> ACTIONS TO TAKE
**a.** From the piece on the IMF and Greece, pull out the stretch from "Finally, and most" through "thin, white sand.", word for word.
**b.** Translate this sentence from the piece on the IMF and Greece into Spanish: "Finally, and most importantly, the apology and the dismissals will count for nothing if they are not followed by a complete U-turn over macroeconomic, fiscal and reform policies for Greece and beyond."

(DOCUMENT SECTION begins)

In sum, an urgent apology is due to the Greek people, not just by the IMF but also by the ECB and the Commission whose officials were egging the IMF on with the fiscal waterboarding of Greece. But an apology and a collective mea culpa from the troika is woefully inadequate. It needs to be followed up by the immediate dismissal of at least three functionaries.
First on the list is Mr Poul Thomsen – the original IMF Greek Mission Chief whose great failure (according to the IMF’s own reports never before had a mission chief presided over a greater macroeconomic disaster) led to his promotion to the IMF’s European Chief status. A close second spot in this list is Mr Thomas Wieser, the chair of the EuroWorkingGroup who has been part of every policy and every coup that resulted in Greece’s immolation and Europe’s ignominy, hopefully to be joined into retirement by Mr Declan Costello, whose fingerprints are all over the instruments of fiscal waterboarding. And, lastly, a gentleman that my Irish friends know only too well, Mr Klaus Masuch of the ECB.
Finally, and most importantly, the apology and the dismissals will count for nothing if they are not followed by a complete U-turn over macroeconomic, fiscal and reform policies for Greece and beyond.
Is any of this going to happen? Or will the IMF’s IEO report light up the sky fleetingly, to be forgotten soon? The omens are pointing to the latter. In which case, the EU’s chances of regaining the confidence of its citizens, chances that are already too slim, will run through our leaders’ fingers like thin, white sand.
FURTHER QUOTES FROM EVANS-PRITCHARD
“The report by the IMF’s Independent Evaluation Office (IEO) goes above the head of the managing director, Christine Lagarde. It answers solely to the board of executive directors, and those from Asia and Latin America are clearly incensed at the way EU insiders used the Fund to rescue their own rich currency union and banking system.”
“While the Fund’s actions were understandable in the white heat of the crisis, the harsh truth is that the bail-out sacrificed Greece in a “holding action” to save the euro and north European banks. Greece endured the traditional IMF shock of austerity, without the offsetting IMF cure of debt relief and devaluation to restore viability.”
“The International Monetary Fund’s top staff misled their own board, made a series of calamitous misjudgments in Greece, became euphoric cheerleaders for the euro project, ignored warning signs of impending crisis, and collectively failed to grasp an elemental concept of currency theory.”
“Many documents were prepared outside the regular established channels; written documentation on some sensitive matters could not be locatedIEO report
It describes a “culture of complacency”, prone to “superficial and mechanistic” analysis, and traces a shocking break-down in the governance of the IMF, leaving it unclear who is ultimately in charge of this extremely powerful organisation.”

(DOCUMENT SECTION ends)
(DATASET begins)

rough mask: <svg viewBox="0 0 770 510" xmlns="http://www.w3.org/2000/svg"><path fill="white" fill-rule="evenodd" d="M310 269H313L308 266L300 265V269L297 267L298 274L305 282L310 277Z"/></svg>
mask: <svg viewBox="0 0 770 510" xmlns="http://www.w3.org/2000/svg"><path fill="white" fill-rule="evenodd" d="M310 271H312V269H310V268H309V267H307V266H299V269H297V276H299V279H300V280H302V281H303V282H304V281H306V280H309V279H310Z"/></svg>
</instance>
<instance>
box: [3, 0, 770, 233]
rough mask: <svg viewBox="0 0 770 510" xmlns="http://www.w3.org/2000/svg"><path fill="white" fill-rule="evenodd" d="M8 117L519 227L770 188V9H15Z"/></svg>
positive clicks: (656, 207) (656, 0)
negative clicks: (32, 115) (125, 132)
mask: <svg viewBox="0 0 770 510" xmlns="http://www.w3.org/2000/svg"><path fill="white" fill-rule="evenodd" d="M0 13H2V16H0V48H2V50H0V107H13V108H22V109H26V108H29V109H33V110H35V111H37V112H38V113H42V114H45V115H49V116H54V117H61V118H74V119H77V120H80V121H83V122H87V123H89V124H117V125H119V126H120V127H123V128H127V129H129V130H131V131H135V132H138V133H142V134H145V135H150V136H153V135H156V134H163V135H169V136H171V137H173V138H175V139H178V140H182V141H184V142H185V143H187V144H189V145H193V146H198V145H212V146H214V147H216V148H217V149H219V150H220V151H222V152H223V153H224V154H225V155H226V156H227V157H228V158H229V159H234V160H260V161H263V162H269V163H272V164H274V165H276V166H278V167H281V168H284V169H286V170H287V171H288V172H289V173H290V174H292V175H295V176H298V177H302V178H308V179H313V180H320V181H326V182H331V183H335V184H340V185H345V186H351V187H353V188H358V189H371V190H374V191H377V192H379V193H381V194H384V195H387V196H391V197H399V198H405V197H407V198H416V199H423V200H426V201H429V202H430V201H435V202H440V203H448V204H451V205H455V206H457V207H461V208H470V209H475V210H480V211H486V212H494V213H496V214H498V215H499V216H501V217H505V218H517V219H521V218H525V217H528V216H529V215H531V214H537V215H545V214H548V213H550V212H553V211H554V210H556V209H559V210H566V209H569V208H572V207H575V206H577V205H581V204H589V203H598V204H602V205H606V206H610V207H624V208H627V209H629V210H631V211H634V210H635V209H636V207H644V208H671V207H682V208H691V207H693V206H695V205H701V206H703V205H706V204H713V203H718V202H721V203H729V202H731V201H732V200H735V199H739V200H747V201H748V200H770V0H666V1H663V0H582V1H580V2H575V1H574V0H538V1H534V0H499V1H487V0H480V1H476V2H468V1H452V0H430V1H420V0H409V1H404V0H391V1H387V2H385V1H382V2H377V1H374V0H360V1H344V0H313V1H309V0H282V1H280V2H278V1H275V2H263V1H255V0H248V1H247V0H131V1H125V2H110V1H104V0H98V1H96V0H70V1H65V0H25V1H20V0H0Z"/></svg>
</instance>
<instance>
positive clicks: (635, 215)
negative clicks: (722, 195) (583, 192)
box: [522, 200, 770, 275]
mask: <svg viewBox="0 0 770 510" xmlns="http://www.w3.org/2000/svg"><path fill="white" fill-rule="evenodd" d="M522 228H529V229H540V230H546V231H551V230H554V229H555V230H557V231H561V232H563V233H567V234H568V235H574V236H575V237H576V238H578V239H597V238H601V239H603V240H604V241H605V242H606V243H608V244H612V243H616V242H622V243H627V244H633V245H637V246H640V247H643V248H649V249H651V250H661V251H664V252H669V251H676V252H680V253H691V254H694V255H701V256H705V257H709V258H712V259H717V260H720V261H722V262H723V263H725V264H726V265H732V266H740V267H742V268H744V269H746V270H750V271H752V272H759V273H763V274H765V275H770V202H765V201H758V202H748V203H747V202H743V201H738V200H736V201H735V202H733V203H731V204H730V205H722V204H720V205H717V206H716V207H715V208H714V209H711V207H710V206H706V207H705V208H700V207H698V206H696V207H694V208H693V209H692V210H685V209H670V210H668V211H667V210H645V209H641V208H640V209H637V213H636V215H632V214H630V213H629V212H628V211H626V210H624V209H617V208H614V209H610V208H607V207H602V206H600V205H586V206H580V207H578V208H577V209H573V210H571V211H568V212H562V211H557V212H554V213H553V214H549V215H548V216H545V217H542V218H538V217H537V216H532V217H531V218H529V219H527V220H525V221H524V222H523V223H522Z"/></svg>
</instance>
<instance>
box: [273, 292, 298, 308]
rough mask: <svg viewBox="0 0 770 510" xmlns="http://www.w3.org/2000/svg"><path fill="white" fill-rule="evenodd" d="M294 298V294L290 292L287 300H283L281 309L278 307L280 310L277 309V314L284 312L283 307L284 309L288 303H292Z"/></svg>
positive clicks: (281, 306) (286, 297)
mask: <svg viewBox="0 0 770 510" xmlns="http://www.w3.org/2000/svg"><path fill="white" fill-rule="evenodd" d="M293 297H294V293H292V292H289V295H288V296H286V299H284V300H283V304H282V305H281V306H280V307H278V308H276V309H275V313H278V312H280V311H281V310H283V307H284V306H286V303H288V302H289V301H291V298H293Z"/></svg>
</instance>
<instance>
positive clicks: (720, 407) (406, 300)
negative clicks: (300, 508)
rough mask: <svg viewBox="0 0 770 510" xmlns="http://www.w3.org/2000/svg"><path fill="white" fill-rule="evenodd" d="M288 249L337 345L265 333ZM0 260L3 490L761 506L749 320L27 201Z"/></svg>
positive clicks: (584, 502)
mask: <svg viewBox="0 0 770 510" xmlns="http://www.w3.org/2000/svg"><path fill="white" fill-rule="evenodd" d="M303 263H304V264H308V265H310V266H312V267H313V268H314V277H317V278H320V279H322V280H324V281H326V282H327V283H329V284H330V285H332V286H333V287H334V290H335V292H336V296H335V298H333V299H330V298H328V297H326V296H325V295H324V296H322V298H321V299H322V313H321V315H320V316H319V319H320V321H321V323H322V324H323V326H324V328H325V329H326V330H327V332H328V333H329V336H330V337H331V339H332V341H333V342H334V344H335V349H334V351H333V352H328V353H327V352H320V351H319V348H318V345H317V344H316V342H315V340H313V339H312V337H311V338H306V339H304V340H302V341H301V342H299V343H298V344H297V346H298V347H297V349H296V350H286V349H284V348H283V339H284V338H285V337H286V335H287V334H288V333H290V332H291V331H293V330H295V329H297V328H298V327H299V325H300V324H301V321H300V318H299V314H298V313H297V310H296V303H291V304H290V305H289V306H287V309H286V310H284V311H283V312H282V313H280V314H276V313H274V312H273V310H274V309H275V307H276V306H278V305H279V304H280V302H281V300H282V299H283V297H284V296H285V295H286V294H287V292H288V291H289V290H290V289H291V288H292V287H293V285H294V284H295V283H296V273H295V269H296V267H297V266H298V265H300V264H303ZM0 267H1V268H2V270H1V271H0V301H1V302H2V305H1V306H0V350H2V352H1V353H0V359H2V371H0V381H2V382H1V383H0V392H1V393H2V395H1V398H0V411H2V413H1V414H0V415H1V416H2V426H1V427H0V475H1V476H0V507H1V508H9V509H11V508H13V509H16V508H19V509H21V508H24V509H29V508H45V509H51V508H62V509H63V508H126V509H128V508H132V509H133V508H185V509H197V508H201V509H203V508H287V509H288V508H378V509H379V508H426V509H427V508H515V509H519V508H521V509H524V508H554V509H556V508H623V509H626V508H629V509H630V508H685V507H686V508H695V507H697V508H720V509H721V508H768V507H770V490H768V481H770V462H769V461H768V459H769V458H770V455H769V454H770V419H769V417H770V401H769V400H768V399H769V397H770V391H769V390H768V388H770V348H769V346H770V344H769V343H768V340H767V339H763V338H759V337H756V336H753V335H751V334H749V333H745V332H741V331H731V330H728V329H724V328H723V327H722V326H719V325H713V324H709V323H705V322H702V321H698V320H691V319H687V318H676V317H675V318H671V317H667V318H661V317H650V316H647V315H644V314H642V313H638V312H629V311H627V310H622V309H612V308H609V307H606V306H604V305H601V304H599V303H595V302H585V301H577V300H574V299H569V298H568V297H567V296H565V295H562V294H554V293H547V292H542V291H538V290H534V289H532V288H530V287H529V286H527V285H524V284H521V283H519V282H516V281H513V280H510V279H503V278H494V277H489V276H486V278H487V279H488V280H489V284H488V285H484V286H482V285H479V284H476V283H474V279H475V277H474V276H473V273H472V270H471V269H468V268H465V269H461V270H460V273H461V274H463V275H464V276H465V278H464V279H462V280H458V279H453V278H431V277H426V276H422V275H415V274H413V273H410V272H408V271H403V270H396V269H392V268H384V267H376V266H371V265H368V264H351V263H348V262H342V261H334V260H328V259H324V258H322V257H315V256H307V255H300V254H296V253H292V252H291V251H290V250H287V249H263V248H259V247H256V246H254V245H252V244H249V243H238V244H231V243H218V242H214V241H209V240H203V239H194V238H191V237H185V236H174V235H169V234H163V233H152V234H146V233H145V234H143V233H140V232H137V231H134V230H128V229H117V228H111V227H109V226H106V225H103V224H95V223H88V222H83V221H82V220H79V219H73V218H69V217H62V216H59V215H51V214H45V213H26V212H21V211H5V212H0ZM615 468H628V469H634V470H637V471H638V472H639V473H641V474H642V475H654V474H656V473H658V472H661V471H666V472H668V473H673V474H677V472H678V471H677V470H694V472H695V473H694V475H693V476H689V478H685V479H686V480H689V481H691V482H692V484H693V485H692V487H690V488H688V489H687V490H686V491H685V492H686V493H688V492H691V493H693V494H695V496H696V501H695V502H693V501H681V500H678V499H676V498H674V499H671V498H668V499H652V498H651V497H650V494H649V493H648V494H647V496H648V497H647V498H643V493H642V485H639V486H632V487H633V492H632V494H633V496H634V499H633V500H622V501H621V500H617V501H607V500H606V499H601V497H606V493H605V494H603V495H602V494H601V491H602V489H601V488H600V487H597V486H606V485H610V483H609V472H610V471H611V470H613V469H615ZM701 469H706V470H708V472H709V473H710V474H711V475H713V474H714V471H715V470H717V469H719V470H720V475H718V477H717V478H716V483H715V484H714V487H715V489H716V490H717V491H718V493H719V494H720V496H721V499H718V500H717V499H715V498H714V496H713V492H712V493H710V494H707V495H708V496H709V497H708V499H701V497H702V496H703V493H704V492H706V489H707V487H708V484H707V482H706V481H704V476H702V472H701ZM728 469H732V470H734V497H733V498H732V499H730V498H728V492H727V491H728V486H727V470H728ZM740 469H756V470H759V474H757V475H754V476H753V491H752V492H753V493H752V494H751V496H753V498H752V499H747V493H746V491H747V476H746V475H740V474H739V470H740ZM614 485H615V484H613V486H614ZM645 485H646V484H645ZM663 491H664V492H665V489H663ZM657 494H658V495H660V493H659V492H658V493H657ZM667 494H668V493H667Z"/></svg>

(DATASET ends)

> OUTPUTS FOR THE TASKS
**a.**
Finally, and most importantly, the apology and the dismissals will count for nothing if they are not followed by a complete U-turn over macroeconomic, fiscal and reform policies for Greece and beyond.
Is any of this going to happen? Or will the IMF’s IEO report light up the sky fleetingly, to be forgotten soon? The omens are pointing to the latter. In which case, the EU’s chances of regaining the confidence of its citizens, chances that are already too slim, will run through our leaders’ fingers like thin, white sand.

**b.** Por último, y lo más importante, la disculpa y los despidos no servirán de nada si no van seguidos de un giro completo en las políticas macroeconómicas, fiscales y de reformas para Grecia y más allá.